= What the task asks =
Copy the part of the lesson page on colonial battlefield surgery starting with "While student answers" and going on through "scans and x-rays.".
*** Opening of Passage shown ***
Skip to main content
  • Biting the Bullet: Colonial Battlefield Surgery

    Michael Williams, a colonial surgeon reenactor at Wormsloe Plantation, displays various surgical instruments and “demonstrates” on students how treatments of amputation, bleeding, and even cutting holes in the skull (trepanning) were used to treat injuries.

    Support Materials

    Discuss

    1. Describe some of the techniques colonial surgeons used to treat patients. 

    2. Consider the differences between medicine during colonial times and medicine today. Which medical advancement(s) today would you consider to be the most important? Why?

    Expansion

    1. Your teacher should collect pictures of colonial surgical instruments from the internet or a library book. As a class, guess what medical use these instruments had. Your teacher will reveal which answers were right. Compare these instruments with what is used today. (If possible, find pictures of comparable modern surgical instruments.)

    2. Respond and comment on the medical treatment of colonial doctors and to discuss some of the differences in medical procedures today.

    Vocabulary

    anesthetics: a drug that causes a person to lose feeling and to feel no pain in part or all of the body
    hygiene: the things that you do to keep yourself and your surroundings clean in order to maintain good health
    amputation: to cut off (part of a person's body)
    trepanning: a surgical intervention in which a hole is drilled or scraped into the human skull to treat health problems related to diseases within the skull

    For Teachers

    Discussion Guide

    1. Describe some of the techniques colonial surgeons used to treat patients. 
    Limb amputations were common during the 18th century. Surgeons would use a clamper and a bone saw to make a clean cut for amputations. Surgeons would also boil horse hairs and tie them around a vein to stop the flow of blood. Doctors would also give patients bullets to bite on to keep them from splitting their teeth during surgery. Bloodletting was another common technique used to help ease illness or pains like a headache or sore throat. 
     
    2. Consider the differences between medicine during colonial times and medicine today. Which medical advancement(s) today would you consider to be the most important? Why?
    While student answers will vary, it is likely that they will include modern sterilization techniques, anesthesia that prevents the patient from feeling pain, and/or technology used to screen patients like CT scans and x-rays.
*** Close of Passage shown ***
*** Opening of Dataset records ***
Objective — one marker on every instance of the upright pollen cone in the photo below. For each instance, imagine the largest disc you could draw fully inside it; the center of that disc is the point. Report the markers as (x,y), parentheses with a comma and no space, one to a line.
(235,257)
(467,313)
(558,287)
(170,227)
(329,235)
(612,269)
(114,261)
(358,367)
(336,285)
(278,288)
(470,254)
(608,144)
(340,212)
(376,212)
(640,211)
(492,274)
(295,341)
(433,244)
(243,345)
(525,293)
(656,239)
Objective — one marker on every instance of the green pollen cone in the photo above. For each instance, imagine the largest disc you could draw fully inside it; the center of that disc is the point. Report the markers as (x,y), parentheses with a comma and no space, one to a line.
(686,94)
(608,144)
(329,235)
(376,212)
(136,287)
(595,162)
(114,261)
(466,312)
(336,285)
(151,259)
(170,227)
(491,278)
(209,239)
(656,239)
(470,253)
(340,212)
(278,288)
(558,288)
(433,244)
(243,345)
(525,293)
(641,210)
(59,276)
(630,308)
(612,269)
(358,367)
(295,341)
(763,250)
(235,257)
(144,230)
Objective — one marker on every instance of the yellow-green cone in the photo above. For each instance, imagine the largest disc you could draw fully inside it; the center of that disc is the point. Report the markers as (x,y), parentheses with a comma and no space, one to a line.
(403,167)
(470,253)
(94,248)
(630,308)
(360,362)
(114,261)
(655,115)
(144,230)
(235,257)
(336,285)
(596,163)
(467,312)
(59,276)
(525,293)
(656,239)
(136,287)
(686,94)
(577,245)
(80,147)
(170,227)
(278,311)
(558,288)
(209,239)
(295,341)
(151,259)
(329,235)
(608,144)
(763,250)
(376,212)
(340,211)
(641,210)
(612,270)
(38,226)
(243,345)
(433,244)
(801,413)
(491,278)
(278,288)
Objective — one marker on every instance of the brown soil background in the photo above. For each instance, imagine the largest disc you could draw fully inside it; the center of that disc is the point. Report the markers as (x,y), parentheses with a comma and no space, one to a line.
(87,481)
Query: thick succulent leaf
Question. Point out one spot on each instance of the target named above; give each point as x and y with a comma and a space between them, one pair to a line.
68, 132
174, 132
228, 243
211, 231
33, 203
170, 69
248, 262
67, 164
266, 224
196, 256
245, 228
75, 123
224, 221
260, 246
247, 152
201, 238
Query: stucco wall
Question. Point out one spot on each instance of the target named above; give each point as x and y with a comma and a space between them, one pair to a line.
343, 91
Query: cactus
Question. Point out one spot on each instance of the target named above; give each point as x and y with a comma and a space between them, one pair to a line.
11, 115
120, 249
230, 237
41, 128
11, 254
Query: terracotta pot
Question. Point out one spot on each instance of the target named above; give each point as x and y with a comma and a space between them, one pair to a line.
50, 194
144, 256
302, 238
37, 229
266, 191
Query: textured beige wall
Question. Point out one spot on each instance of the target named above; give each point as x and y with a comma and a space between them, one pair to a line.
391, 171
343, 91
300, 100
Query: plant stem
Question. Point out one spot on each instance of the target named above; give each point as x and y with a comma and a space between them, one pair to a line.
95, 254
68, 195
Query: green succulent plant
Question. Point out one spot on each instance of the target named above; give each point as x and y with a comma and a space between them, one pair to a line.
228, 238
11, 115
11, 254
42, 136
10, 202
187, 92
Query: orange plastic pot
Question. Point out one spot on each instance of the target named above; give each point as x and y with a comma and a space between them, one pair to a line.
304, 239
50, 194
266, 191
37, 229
*** Close of Dataset records ***
= Answer box =
While student answers will vary, it is likely that they will include modern sterilization techniques, anesthesia that prevents the patient from feeling pain, and/or technology used to screen patients like CT scans and x-rays.